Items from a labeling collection
● ● ● ● ● ● ●

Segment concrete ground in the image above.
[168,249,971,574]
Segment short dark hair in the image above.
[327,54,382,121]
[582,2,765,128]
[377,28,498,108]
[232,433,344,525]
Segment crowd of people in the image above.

● ● ● ● ● ● ●

--- Work instructions ---
Rewrite the material with every "Segment" replaced by "Outline", keeping everything else unchanged.

--- Response to the task ---
Outline concrete ground in the image above.
[168,249,971,574]
Outline short dark hair in the image above.
[327,54,382,121]
[582,2,765,128]
[377,28,498,108]
[232,433,344,525]
Outline crowd of people in the image above.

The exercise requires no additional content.